■ Written request ■
Render everything in the records below, from the line containing "For the image above, locate every street" down to the line containing "[594,244,618,326]", as a numbered list with blank lines omitted.

■ Records shown ■
----------------------------------------

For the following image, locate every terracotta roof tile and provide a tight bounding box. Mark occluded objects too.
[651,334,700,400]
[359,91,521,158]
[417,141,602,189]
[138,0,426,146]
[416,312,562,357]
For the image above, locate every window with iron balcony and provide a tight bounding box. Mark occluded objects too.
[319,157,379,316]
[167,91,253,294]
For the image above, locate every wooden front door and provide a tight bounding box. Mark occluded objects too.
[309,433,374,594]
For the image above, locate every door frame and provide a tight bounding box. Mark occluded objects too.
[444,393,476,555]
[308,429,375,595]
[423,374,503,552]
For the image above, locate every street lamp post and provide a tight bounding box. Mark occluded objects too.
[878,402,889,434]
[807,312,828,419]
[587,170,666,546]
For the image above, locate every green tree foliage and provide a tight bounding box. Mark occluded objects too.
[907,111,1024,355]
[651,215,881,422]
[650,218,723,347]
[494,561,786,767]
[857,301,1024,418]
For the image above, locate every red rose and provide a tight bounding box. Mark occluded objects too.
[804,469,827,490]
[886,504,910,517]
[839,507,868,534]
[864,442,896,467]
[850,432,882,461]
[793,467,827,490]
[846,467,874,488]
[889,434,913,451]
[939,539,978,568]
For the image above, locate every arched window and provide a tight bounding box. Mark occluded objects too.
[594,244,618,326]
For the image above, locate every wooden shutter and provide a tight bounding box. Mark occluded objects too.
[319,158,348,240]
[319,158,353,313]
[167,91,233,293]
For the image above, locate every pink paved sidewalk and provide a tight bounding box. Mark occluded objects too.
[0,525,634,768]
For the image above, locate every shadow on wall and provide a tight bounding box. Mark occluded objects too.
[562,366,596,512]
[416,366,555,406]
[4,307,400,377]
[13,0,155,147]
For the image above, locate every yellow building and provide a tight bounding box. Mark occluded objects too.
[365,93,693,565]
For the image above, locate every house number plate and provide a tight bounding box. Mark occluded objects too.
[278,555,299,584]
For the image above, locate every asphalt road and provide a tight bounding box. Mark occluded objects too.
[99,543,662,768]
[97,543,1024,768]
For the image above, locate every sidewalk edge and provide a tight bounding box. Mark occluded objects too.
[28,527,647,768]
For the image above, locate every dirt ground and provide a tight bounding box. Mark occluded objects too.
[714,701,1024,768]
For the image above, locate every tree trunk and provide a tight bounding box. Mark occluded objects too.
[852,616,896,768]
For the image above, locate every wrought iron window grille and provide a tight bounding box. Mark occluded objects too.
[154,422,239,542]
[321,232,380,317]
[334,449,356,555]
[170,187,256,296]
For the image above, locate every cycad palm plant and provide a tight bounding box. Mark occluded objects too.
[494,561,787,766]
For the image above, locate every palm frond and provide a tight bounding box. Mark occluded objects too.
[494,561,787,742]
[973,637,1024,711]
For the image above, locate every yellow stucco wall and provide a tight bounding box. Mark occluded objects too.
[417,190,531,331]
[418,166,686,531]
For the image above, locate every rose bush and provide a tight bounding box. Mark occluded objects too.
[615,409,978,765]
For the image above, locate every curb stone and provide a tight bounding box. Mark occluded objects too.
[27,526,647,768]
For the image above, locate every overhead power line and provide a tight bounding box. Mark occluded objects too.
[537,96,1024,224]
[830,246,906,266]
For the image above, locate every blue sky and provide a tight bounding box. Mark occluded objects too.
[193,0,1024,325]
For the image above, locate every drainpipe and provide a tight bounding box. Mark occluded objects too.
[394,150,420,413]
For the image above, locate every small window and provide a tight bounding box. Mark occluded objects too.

----------------------------------------

■ Result ■
1. For the image above, locate every street lamp post and provide a tight bounding box. Mark occluded objects too.
2. [878,402,889,434]
3. [807,312,828,419]
4. [587,170,666,546]
5. For the image above, locate every green tree foliage and provide a tight bounding box. Mark occluded objects too.
6. [907,111,1024,355]
7. [651,215,881,422]
8. [650,218,723,347]
9. [494,561,786,767]
10. [857,301,1024,418]
11. For the image above, locate every red rose and provide a tight bounding box. Mark occluded objects too.
12. [804,469,827,490]
13. [886,504,910,517]
14. [839,507,868,534]
15. [864,442,896,467]
16. [850,432,882,461]
17. [793,467,827,490]
18. [846,467,874,488]
19. [889,434,913,451]
20. [939,539,978,568]
21. For the image above, locate every arched window and provide a tight bounding box. Mark occluded objects too.
22. [594,244,618,326]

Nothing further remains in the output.